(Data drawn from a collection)
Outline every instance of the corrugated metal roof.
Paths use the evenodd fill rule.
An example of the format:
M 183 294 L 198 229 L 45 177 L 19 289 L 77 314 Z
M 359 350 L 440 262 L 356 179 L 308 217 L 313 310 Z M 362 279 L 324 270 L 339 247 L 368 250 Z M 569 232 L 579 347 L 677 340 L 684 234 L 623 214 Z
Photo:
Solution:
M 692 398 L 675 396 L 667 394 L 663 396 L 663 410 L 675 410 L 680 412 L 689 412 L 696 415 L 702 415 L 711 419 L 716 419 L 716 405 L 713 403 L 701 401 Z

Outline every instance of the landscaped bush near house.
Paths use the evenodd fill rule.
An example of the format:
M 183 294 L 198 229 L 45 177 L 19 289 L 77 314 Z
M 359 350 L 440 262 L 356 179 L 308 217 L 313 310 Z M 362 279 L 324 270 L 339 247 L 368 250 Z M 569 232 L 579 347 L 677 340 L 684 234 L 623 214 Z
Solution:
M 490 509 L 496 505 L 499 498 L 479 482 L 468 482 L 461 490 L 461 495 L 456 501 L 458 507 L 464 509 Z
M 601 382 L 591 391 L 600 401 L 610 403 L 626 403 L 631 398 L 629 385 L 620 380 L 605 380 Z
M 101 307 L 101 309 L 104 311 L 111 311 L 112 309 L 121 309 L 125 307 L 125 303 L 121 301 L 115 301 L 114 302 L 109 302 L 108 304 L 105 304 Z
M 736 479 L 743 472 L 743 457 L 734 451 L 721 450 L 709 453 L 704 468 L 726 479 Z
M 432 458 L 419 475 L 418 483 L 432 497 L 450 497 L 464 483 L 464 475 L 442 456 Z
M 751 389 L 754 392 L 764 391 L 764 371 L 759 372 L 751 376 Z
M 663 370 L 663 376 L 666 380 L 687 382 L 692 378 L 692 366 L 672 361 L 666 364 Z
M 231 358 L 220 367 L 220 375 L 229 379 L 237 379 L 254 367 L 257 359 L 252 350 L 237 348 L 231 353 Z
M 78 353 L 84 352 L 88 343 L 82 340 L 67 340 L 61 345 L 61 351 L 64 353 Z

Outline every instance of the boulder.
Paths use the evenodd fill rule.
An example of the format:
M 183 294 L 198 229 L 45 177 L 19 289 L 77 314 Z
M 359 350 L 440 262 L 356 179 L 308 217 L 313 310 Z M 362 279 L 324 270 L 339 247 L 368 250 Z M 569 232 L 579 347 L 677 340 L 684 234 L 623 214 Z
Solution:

• GIVEN EXERCISE: Put all of the lines above into a numbered list, leaving out any blank lines.

• RESPONSE BELOW:
1. Outline every instance of the corrugated metal roof.
2. Paths use the evenodd fill rule.
3. An example of the format:
4. M 183 294 L 198 229 L 45 177 L 19 289 L 77 314 Z
5. M 359 350 L 440 262 L 356 179 L 308 217 L 313 310 Z M 362 279 L 324 270 L 339 247 L 368 250 Z M 569 232 L 579 347 L 677 340 L 684 234 L 623 214 Z
6. Photo:
7. Solution:
8. M 692 398 L 675 396 L 667 394 L 663 396 L 663 410 L 675 410 L 680 412 L 689 412 L 696 415 L 702 415 L 711 419 L 716 419 L 716 405 L 713 403 L 701 401 Z
9. Outline every instance of the landscaped bush near house.
10. Paths use the evenodd fill rule.
11. An example of the format:
12. M 183 294 L 198 229 L 45 177 L 19 289 L 77 314 Z
13. M 359 350 L 440 262 L 356 179 L 308 217 L 313 310 Z M 362 279 L 324 270 L 339 247 L 368 250 Z M 569 232 L 579 347 L 677 340 L 684 234 L 623 214 Z
14. Solution:
15. M 490 509 L 496 505 L 499 498 L 479 482 L 468 482 L 461 490 L 461 495 L 456 501 L 458 507 L 464 509 Z
16. M 601 382 L 591 391 L 600 401 L 610 403 L 626 403 L 631 398 L 629 385 L 620 380 L 605 380 Z
17. M 101 307 L 101 309 L 104 311 L 111 311 L 112 309 L 121 309 L 125 307 L 125 303 L 121 301 L 115 301 L 114 302 L 109 302 L 108 304 L 105 304 Z
18. M 736 479 L 743 472 L 743 457 L 734 451 L 721 450 L 709 453 L 704 468 L 726 479 Z
19. M 432 458 L 419 475 L 418 483 L 432 497 L 450 497 L 464 483 L 464 475 L 442 456 Z
20. M 751 389 L 754 392 L 764 391 L 764 371 L 759 372 L 751 376 Z
21. M 663 370 L 663 376 L 666 380 L 687 382 L 692 378 L 692 366 L 672 361 L 666 364 Z
22. M 231 358 L 220 367 L 220 375 L 229 379 L 237 379 L 254 367 L 257 359 L 252 350 L 237 348 L 231 353 Z
23. M 78 353 L 84 352 L 88 343 L 82 340 L 67 340 L 61 345 L 61 351 L 64 353 Z
24. Outline every instance of the boulder.
25. Paths use the evenodd fill rule.
26. An example of the format:
27. M 183 294 L 198 229 L 45 177 L 19 289 L 77 314 Z
28. M 359 350 L 440 262 L 356 179 L 308 217 L 313 310 Z M 362 279 L 324 270 L 339 247 L 368 250 Z M 569 232 L 579 347 L 677 340 L 684 234 L 623 214 Z
29. Solution:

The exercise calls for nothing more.